Required actions:
- A) In the passage on police matrons, who wrote TEN YEARS IN THE LIFE OF A POLICE MATRON?
- B) Condense the paragraph of the passage on police matrons that begins "Various women's groups banded together" into a shorter version that keeps its main facts.
- C) From the passage on police matrons, quote the text word for word, starting with "As part of my" and going on through "early 20th centuries.".

Text extract:

▼

As part of my research for the THE SECRET LIFE OF ANNA BLANC, I dug up the memoirs of a police matron who served in Rhode Island from 1893 to 1903 and beyond. It's called TEN YEARS IN THE LIFE OF A POLICE MATRON. Mary A Jenks wrote it, and you can get it for FREE if you sign up for my mailing list. Although this book describes the situation in Rhode Island, and THE SECRET LIFE OF ANNA BLANC is set in Los Angeles, coupled with other sources, it paints a picture of what it was like to be a matron in the late 19th and early 20th centuries.
Mary Jenks's account of life at the police station and in the jails is rather santitized, but that's typical of many books of the time. It's polite and inoffensive, and you have to read between the lines. Luckily, the women who fought to get matrons involved in law enforcement were more forthright in their testimony in the courts and before polical bodies. A great many incarcerated women were mentally ill, drunk, or simply homeless. Before there were police matrons, male officers searched these women. Women and men weren't always kept in separate areas of the jails. Female prisoners were often sexually assaulted by jailers, arresting officers, and even male inmates. They were used to clean the prisons and do other "women's work." Mary doesn't mention this, likely for political reasons.
Various women's groups banded together to push for the hiring of police matrons to protect vulnerable female prisoners. The ladies of the Women's Christian Temperence Movement (WCTM) routinely visited women in the prisons who suffered the effects of "strong drink", and saw first hand the way female prisoners were exploited. The WCTM became the primary lobbying organizations fighting for police matrons and prison reform.*
The idea was a hard sell. The male establishment did not want matrons in the prisons. According to Mary Jenks, "[The Chief of Police said] the work for these unfortunate women was so degrading and revolting that no pure-minded, respectable woman would take it; and if they should see and hear these vile outcasts, not one woman in a hundred would accept the office, for it was not a fit place for a woman. Beside this objection he raised another which he seemed to think would cap the climax. It was that they did not want women to care for the drunken women prisoners, for they always had done that and could still. A woman would be spying out and publishing things that should not go outside to the public."

▲

Information shown:
▼

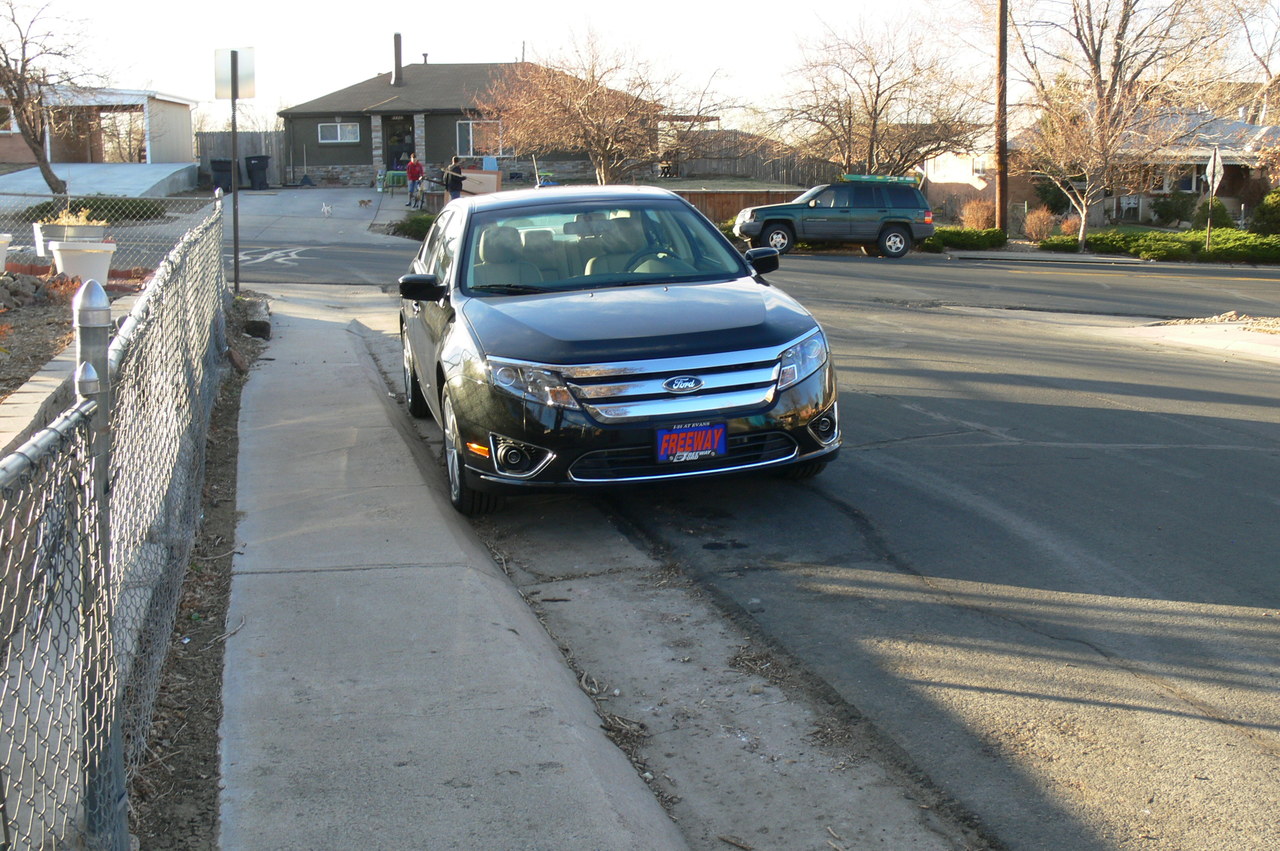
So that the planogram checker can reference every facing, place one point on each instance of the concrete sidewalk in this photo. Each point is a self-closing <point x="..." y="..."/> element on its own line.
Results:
<point x="385" y="686"/>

▲

Expected answers:
- A) Mary A Jenks

- B) Several women's groups joined forces to press for hiring police matrons to protect vulnerable female prisoners. Members of the WCTM regularly visited imprisoned women suffering the effects of "strong drink" and saw firsthand how female prisoners were exploited. The WCTM became the main lobbying force for police matrons and prison reform.

- C)
As part of my research for the THE SECRET LIFE OF ANNA BLANC, I dug up the memoirs of a police matron who served in Rhode Island from 1893 to 1903 and beyond. It's called TEN YEARS IN THE LIFE OF A POLICE MATRON. Mary A Jenks wrote it, and you can get it for FREE if you sign up for my mailing list. Although this book describes the situation in Rhode Island, and THE SECRET LIFE OF ANNA BLANC is set in Los Angeles, coupled with other sources, it paints a picture of what it was like to be a matron in the late 19th and early 20th centuries.